## START Passage

Instance-aware 3D Semantic Segmentation powered by Shape Reconstruction and Classification

Bo Sun,Qixing Huang,Xiangru Huang

OpenReview PDF

提交: 2023-09-21更新: 2024-03-26

TL;DR

We use shape generators and classifiers to empower instance-awareness and improve the performance of 3D segmentation models.

摘要

关键词

3D semantic segmentation; shape generators; multi-task learning

评审与讨论

审稿意见

评分: 3置信度: 42023-10-27

The author introduces InsSeg, a 3D semantic segmentation model with an instance-level approach. The author incorporates classification and shape rebuilding tasks to enhance the learning of semantic descriptors, leveraging the forecasted object instances. Experiment results show the effectiveness of the method.

优点

The writing of the article is easy to understand. The author has provided detailed methodological and experimental details, leading me to believe that the methods presented in this paper are replicable.

The method proposed in this paper has achieved state-of-the-art results.

缺点

The paper adopts the setup from 3D instance semantic segmentation to address the 3D semantic segmentation task, a practice that lacks innovation.

I am not convinced that the instance labels obtained through clustering in this paper are highly accurate, and inaccurate labels can negatively impact the performance of the classification task designed subsequently. In fact, we can observe from the test set of SemanticKITTI Behley that the method proposed in this paper performs poorly across many categories, suggesting that this approach may not possess strong generalization capabilities.

## END Passage
## START Supplied records

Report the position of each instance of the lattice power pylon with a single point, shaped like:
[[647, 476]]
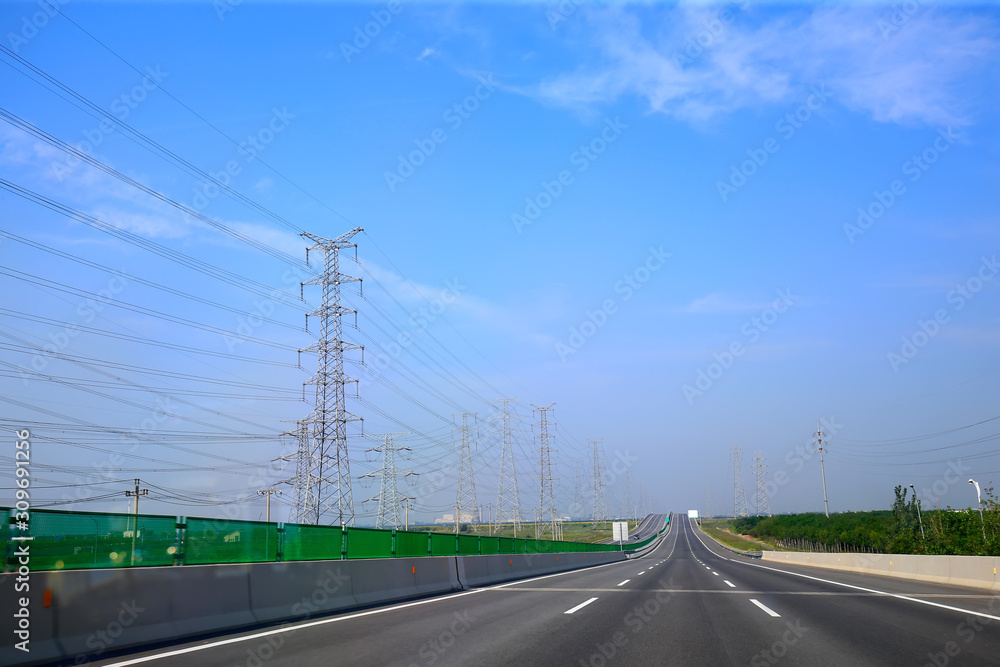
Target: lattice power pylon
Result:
[[760, 473], [508, 498], [389, 498], [466, 503], [322, 485], [546, 494], [739, 493], [600, 503]]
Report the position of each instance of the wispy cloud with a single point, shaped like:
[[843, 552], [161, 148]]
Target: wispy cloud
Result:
[[912, 75], [718, 302]]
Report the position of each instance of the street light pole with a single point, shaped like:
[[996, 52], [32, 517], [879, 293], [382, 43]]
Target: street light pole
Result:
[[919, 517], [979, 499]]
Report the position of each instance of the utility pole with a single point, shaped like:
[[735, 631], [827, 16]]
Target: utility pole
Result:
[[388, 496], [760, 473], [406, 504], [466, 503], [739, 493], [508, 498], [323, 473], [546, 495], [920, 517], [822, 467], [268, 493], [135, 513], [629, 509], [600, 505]]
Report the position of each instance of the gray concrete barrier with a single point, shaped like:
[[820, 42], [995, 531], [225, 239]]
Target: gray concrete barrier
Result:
[[96, 611], [967, 571]]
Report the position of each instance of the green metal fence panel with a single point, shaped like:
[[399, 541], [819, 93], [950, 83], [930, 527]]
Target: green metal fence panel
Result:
[[468, 545], [209, 541], [369, 543], [489, 546], [307, 542], [77, 540], [410, 544], [443, 544]]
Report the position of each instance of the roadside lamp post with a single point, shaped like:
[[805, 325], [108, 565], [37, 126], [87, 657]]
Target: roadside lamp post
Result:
[[919, 517], [979, 499]]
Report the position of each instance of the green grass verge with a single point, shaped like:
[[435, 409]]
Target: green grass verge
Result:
[[717, 528]]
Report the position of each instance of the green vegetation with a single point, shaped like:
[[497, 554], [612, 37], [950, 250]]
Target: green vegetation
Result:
[[719, 529], [954, 532]]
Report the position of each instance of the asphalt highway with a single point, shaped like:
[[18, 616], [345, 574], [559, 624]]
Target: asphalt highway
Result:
[[686, 602]]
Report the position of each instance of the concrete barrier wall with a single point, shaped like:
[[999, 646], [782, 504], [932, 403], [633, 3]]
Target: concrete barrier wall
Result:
[[95, 611], [968, 571]]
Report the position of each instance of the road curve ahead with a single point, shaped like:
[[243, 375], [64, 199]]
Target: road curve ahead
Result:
[[686, 602]]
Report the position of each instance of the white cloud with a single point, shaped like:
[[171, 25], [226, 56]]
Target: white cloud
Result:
[[908, 76]]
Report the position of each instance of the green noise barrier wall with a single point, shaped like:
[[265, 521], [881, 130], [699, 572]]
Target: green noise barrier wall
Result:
[[63, 540]]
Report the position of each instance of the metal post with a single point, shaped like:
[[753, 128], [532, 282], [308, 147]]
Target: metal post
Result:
[[919, 517]]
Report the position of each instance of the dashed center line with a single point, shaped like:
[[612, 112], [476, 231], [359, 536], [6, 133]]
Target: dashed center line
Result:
[[769, 612], [584, 604]]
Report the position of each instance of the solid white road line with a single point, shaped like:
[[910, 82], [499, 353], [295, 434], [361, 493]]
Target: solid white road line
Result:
[[582, 605], [897, 596], [766, 610], [338, 619]]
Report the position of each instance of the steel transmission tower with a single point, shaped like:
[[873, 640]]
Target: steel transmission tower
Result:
[[322, 485], [739, 493], [760, 473], [600, 505], [821, 449], [389, 498], [546, 495], [466, 503], [508, 498]]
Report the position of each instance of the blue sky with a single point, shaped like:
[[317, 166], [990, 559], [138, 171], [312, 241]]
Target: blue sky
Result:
[[688, 226]]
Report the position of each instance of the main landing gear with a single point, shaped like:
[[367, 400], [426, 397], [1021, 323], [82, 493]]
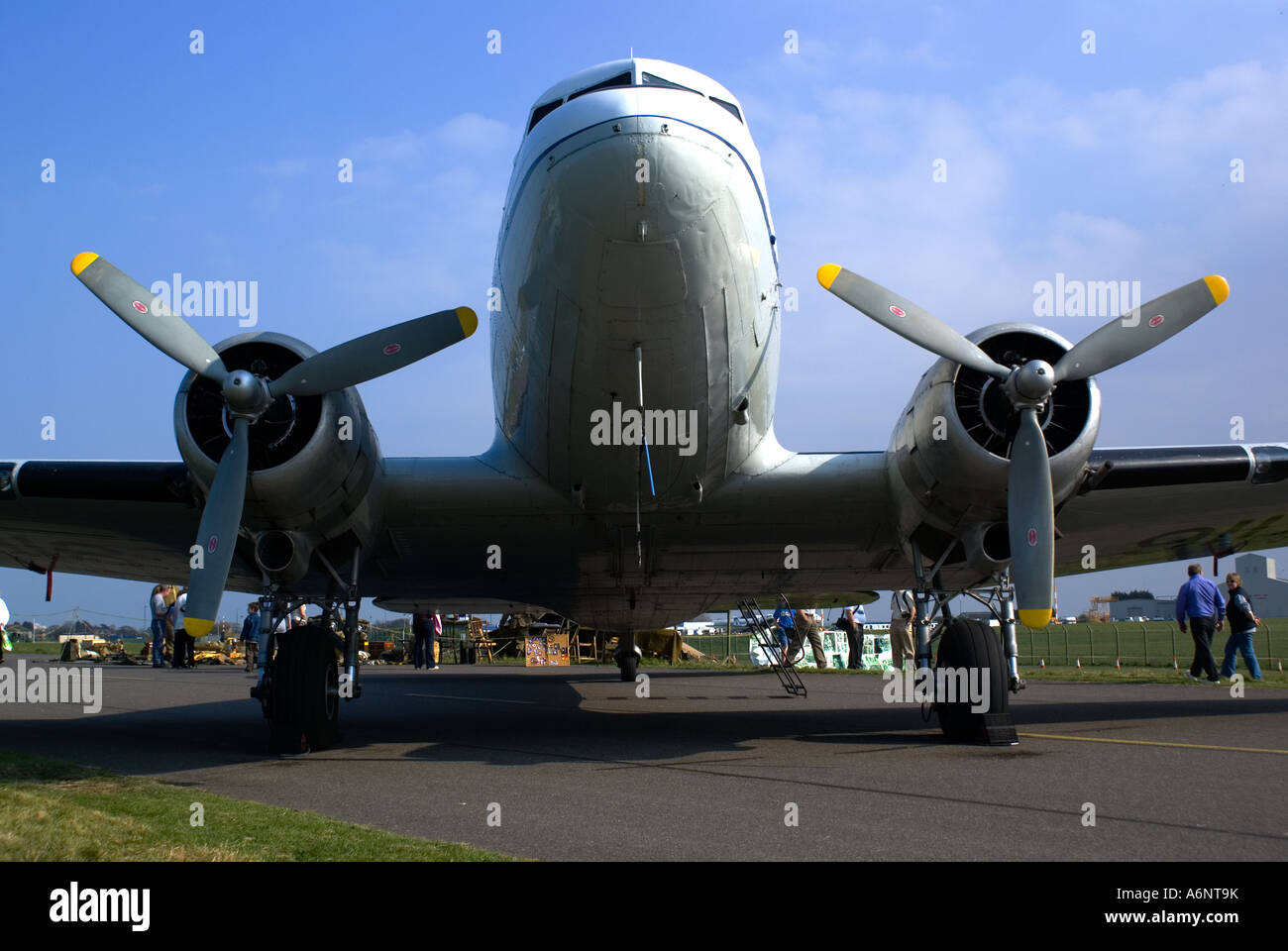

## END Supplied records

* [Job]:
Transcribe the stretch of the segmentation review page from "The author introduces" through "that lacks innovation.".

* [Complete output]:
The author introduces InsSeg, a 3D semantic segmentation model with an instance-level approach. The author incorporates classification and shape rebuilding tasks to enhance the learning of semantic descriptors, leveraging the forecasted object instances. Experiment results show the effectiveness of the method.

优点

The writing of the article is easy to understand. The author has provided detailed methodological and experimental details, leading me to believe that the methods presented in this paper are replicable.

The method proposed in this paper has achieved state-of-the-art results.

缺点

The paper adopts the setup from 3D instance semantic segmentation to address the 3D semantic segmentation task, a practice that lacks innovation.